> **Requirement**:
Answer these questions using the Intel 10 nm chip text:
(a) At what event and in what city did Intel unveil its new 10 nm chips?
(b) When were the new chips scheduled to enter production?
(c) Which two rival manufacturers does Intel believe pack about half as many transistors into the same space?

> **Text shown**:
-- START --

Intel used its Manufacturing Day event in San Francisco to unveil new 10nm chips scheduled to enter production in the latter half of 2017. Intel's new processors will pack 100.8 million transistors into one square millimeter, nearly double the density of rival chip makers' 10 nm devices, Intel said.

In making the 10 nm announcement, Intel quelled speculation over whether its latest chips would enter production this year. Intel's road map calls for its newest devices to enter the market almost three years after it debuted its previous generation 14 nm chips.

Intel also announced it would use a different metric to gauge performance of next-generation devices, challenging peer manufacturers to utilize the same guide when discussing performance of their own semiconductor devices. The Intel metric averages density of a small and large logic cell; its 10nm chips utilise a two-input NAND cell with two active gates and a scan "˜flip-flop' cell with as many as 25 active gates.

Intel representatives said their latest design will have more than 100 million transistors per square millimeter, while it believes rivals Samsung and TSMC pack about half that many transistors into the same space. Intel senior fellow and director of process architecture Mark Bohr said he believed Intel competitors previously used a similar metric in describing the capabilities of their own chips, but discontinued doing so when it appeared that performance was not increasing as fast as it had previously.


Intel said it continues to lead in transistor design, providing a full generation of improved performance, power, density and cost-per-transistor reduction when compared with others. (Credit: Intel Corporation)

-- END --

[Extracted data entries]

-- START --

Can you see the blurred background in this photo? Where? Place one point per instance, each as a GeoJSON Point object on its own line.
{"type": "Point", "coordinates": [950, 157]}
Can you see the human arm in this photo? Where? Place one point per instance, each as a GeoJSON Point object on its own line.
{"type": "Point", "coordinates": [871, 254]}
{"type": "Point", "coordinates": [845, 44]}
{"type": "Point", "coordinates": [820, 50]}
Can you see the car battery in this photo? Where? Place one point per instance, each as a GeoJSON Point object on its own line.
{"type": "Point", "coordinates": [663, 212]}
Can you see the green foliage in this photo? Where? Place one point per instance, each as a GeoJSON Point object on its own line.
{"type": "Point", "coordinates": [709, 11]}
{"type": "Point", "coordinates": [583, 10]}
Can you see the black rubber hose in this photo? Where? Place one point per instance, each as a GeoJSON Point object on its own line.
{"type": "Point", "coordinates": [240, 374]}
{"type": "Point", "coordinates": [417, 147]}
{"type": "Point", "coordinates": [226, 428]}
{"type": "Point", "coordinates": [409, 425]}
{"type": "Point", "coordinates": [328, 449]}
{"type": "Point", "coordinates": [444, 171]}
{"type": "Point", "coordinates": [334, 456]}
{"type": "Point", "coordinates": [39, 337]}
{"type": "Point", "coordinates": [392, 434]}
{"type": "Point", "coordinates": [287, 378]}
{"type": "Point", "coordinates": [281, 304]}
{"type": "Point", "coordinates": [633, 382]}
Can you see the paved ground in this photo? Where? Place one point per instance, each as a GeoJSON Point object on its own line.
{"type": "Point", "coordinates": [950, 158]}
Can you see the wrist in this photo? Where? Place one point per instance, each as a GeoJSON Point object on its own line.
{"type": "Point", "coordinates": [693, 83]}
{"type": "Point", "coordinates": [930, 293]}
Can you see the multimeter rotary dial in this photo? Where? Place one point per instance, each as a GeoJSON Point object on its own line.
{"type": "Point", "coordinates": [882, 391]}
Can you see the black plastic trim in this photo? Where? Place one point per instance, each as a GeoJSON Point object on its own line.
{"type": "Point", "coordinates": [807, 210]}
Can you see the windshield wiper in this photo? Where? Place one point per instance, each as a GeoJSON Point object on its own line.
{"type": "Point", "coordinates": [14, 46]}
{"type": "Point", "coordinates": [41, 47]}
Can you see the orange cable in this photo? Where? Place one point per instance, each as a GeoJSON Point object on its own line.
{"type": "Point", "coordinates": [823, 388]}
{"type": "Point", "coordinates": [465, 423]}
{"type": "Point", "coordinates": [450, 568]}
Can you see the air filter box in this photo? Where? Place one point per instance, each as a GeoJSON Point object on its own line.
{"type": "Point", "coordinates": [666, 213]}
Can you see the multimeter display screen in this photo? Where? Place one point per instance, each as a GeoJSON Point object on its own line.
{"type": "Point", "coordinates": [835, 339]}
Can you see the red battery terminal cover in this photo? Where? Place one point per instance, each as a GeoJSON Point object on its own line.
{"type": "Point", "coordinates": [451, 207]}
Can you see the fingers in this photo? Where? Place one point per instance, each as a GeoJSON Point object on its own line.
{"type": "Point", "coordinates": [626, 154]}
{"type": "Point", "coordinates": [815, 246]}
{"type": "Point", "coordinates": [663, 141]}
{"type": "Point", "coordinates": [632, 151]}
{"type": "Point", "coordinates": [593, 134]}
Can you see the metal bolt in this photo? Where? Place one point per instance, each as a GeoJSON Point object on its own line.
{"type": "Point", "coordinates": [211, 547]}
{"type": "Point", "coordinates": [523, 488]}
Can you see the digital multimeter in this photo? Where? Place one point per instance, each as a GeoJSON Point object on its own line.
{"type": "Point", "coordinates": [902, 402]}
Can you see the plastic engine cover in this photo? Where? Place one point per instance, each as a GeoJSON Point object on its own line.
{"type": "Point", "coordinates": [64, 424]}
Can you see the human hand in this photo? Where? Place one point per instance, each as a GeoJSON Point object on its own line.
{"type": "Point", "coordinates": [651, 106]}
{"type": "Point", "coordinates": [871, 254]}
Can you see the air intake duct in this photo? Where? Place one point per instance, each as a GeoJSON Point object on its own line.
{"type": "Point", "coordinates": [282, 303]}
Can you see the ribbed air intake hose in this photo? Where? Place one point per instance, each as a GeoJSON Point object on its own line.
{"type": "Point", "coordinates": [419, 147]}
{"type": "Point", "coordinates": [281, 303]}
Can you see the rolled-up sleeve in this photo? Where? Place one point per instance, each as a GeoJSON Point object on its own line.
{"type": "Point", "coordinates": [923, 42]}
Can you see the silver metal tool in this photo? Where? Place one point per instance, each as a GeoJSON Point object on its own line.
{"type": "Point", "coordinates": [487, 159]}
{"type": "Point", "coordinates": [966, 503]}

-- END --
-- START --

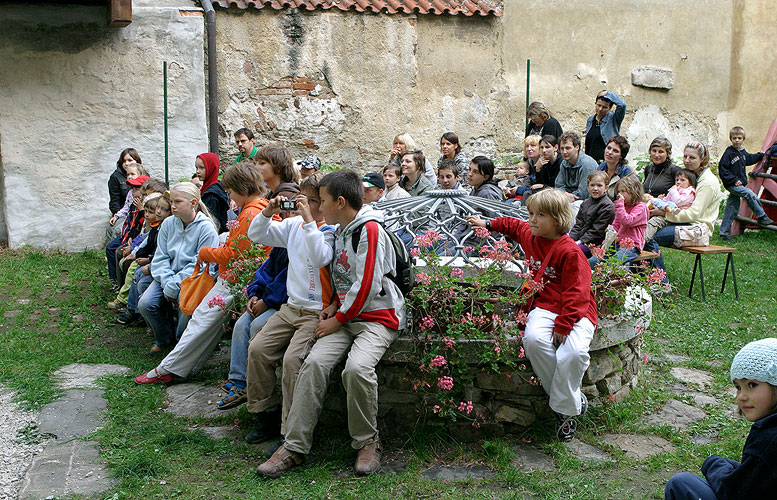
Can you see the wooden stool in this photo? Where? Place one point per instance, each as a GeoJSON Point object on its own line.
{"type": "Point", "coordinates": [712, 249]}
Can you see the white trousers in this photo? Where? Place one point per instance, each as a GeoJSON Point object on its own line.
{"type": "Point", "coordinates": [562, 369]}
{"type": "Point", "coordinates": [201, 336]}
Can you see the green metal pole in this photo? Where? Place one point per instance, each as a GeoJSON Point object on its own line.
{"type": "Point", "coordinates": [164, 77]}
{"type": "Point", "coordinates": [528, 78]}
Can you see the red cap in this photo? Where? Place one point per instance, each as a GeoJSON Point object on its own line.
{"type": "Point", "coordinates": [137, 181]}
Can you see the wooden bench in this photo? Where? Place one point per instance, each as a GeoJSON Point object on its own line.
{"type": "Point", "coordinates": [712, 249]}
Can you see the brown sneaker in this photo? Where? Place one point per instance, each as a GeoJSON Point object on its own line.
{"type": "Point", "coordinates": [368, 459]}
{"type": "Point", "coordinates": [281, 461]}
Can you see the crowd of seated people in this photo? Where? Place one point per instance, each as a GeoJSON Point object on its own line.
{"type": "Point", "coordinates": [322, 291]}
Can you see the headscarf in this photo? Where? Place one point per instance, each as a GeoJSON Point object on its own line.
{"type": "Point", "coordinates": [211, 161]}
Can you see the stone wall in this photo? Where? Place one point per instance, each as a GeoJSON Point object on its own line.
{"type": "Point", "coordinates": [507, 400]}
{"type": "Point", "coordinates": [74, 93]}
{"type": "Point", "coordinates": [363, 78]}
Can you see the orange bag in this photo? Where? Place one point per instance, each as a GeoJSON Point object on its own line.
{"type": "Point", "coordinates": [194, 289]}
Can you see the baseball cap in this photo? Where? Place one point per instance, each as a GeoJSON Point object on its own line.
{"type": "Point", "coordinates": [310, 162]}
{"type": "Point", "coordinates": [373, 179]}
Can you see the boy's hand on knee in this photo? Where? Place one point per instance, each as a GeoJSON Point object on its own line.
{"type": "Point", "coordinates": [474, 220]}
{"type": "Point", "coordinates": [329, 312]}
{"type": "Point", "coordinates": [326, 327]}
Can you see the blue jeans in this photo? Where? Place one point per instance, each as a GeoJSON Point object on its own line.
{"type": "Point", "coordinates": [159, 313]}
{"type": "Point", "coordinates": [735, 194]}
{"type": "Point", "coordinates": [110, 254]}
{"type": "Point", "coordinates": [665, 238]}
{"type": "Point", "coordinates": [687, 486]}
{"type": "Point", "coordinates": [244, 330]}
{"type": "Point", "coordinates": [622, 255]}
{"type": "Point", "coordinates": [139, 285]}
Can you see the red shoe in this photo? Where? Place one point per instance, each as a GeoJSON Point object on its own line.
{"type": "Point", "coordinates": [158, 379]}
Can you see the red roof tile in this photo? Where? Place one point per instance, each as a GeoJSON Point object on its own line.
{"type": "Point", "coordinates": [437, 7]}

-- END --

> **Full response**:
(a) Intel's Manufacturing Day event in San Francisco
(b) In the latter half of 2017
(c) Samsung and TSMC